Selection -
..........

Need to establish whether the covenants entered into by the original parties, can be enforced or against new parties
Between the original parties – the landlord (L) and (T) enter into a contractual relationship, but where either interest is assigned to successors in title, there is no contractual relationship
Law on running of covenants in leases reformed by the Landlord and Tenant (Covenants) Act 1995 (LT(C)A): applied only to new leases (post 1 January 1996) – old leases are still governed by the old laws
Pre January 1996
Privity of Contract
Original Parties have privity of contract and they remain liable on the lease for the whole term (so original T remains liable after assignment of lease, and original L after assignment of the reversion
Continuing liability of original T confirmed in Thursby v Plant
Continuing liability of original L confirmed in Stuart v Joy
Continuing liability of original parties reinforced by s79 LPA 1925
Original liability or original parties resulted in absurdities – why should original parties remain liable when they no longer have the ability to ensure adherence to covenants?
Privity of Estate
Exists between any current landlord and current tenant of the property
So between original L and original T there is both privity of estate and contract because they have a proprietary relationship as well as a contractual one
Upon assignment privity of contract will remain but privity of estate will end – and will exist between the current L and the current T
So enforcement of covenants may be possible beyond the original parties – but privity of estate is not itself sufficient – other conditions must be met
Assignment of the Lease (New T (T1))
Following Spencer’s Case: there are four requirements for covenants to be enforced by and against an assignee of the lease (T1)
There must be privity of estate (as above)
A legal lease
Boyer v Warbey: confirmed that provided the lease complies with the necessary formalities for it to be legal, the covenants will pass under Spencer’s Case (doesn’t necessarily have to be by deed for short leases)
Which has been legally assigned
The assignment must itself be legal (Cox v Bishop) i.e. by deed and registration
A purely equitable assignment therefore cannot pass the burden of covenants, but the benefit of such covenants may be passed under the ordinary rules of contract
The covenant must touch and concern the land
Must affect the parties in their capacity as L/T and cannot be personal
Look to see if the courts have previously ruled on an particular covenant or else take instruction from the judgement of Lord Oliver in P & A Swift v Combined English Stores (adopted in Caerns Motor Services v Texaco)
Hua Chiao Commercial Bank v Chiaphua Industries:
‘if it affects the landlord in his normal capacity as landlord or the tenant in his normal capacity as tenant, it may be said to touch and concern the land’ (per Lord Oliver)
Here, a covenant to pay a deposit guaranteeing the fulfilment of tenant covenants did NOT touch and concern the land
Examples:
T covenants which touch and concern the land – To pay rent; to repair; to decorate; to insure the premises
L covenants which touch and concern the land – To renew the lease at the end of the term; to supply the premises with water
Covenants which DO NOT touch and concern the land – Not to employ certain persons; to pay the T compensation at the end of the lease if a new lease is not granted
Duration of liability: privity of estate only lasts for the period that the lease is vested in the T – T is not liable for breaches of his predecessor, and will not be liable for breaches once he himself assigns the lease
Will continue however to be liable for breaches which occurred during his tenancy
And will be liable if he has covenanted directly with the L (Estates Gazette v Benjamin Restaurants)

..........

Data listing -
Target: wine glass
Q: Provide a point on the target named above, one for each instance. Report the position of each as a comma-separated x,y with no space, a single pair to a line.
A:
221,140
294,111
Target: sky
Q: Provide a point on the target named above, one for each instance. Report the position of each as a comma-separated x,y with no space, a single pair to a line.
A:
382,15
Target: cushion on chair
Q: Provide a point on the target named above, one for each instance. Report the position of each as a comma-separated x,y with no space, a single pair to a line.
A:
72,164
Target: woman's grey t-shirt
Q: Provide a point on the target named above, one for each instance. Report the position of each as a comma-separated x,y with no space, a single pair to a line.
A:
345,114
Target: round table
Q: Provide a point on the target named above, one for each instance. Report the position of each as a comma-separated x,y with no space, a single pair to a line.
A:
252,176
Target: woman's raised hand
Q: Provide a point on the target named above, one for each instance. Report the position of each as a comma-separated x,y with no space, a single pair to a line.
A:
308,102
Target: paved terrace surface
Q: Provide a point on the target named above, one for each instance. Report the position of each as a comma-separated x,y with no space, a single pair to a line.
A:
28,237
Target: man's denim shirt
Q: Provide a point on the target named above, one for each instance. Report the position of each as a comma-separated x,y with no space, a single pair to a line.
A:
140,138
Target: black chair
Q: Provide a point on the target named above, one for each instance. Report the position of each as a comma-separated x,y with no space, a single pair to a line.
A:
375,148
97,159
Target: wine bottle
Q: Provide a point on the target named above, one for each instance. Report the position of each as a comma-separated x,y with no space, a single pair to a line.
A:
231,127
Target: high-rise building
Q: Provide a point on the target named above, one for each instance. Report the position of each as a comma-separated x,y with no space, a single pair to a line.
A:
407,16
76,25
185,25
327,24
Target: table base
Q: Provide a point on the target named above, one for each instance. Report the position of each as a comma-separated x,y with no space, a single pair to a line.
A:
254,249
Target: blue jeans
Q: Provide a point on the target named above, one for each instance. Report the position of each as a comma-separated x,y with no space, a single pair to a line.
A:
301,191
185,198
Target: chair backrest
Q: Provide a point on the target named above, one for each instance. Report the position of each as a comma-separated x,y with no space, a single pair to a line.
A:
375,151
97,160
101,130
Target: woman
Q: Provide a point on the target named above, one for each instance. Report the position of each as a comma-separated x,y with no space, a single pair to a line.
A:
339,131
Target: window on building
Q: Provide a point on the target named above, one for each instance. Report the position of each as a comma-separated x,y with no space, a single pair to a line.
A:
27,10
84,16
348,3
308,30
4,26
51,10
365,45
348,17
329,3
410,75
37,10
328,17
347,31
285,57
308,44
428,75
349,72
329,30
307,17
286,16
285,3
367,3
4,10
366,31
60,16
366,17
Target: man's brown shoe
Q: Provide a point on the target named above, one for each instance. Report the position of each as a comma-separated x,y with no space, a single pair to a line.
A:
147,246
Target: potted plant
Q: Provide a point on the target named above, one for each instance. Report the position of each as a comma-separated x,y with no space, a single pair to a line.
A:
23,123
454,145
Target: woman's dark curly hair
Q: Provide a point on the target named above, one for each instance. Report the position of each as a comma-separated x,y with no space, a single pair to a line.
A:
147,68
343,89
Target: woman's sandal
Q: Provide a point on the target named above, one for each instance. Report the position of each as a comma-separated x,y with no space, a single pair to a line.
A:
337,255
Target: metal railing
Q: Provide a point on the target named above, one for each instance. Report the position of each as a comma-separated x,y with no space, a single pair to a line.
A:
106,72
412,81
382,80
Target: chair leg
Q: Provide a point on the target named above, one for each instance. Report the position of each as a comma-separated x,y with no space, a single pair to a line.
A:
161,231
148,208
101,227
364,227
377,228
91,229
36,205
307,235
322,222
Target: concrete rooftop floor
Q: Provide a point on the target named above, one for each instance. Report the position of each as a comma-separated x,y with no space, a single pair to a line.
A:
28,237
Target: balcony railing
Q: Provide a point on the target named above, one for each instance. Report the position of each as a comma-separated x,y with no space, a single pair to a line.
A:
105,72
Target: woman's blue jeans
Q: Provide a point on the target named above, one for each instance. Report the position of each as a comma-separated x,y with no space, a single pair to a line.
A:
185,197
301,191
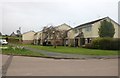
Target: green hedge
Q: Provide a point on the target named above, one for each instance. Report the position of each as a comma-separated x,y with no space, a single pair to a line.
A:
105,44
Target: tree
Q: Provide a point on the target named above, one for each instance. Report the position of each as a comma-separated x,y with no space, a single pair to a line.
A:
50,33
106,29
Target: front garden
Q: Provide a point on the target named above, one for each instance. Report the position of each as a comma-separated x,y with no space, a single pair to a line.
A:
19,51
75,50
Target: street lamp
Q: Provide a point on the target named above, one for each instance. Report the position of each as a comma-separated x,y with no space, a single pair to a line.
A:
54,39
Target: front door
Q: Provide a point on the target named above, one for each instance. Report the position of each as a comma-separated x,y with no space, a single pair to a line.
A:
76,42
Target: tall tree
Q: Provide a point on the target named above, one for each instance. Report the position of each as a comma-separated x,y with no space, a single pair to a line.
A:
106,29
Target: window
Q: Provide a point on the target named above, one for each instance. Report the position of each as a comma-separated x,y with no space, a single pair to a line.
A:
88,28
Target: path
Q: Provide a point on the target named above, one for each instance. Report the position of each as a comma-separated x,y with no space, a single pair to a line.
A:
31,66
68,56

..........

What is asked -
A - Print the passage of the covenant notes starting with "Which has been" and going on through "(per Lord Oliver)".
B - Reproduce only the entries starting with the line with "Target: tall tree" and going on through the end of the entries, with "window" changed to "upstairs window" and everything else left the same.

Complete answers -
A -
Which has been legally assigned
The assignment must itself be legal (Cox v Bishop) i.e. by deed and registration
A purely equitable assignment therefore cannot pass the burden of covenants, but the benefit of such covenants may be passed under the ordinary rules of contract
The covenant must touch and concern the land
Must affect the parties in their capacity as L/T and cannot be personal
Look to see if the courts have previously ruled on an particular covenant or else take instruction from the judgement of Lord Oliver in P & A Swift v Combined English Stores (adopted in Caerns Motor Services v Texaco)
Hua Chiao Commercial Bank v Chiaphua Industries:
‘if it affects the landlord in his normal capacity as landlord or the tenant in his normal capacity as tenant, it may be said to touch and concern the land’ (per Lord Oliver)

B -
Target: tall tree
Q: Provide a point on the target named above, one for each instance. Report the position of each as a comma-separated x,y with no space, a single pair to a line.
A:
106,29
Target: upstairs window
Q: Provide a point on the target named above, one for each instance. Report the position of each as a comma-separated x,y with no space, a single pair to a line.
A:
88,28
Target: path
Q: Provide a point on the target named above, one for each instance. Report the position of each as a comma-separated x,y with no space, a single pair to a line.
A:
31,66
68,56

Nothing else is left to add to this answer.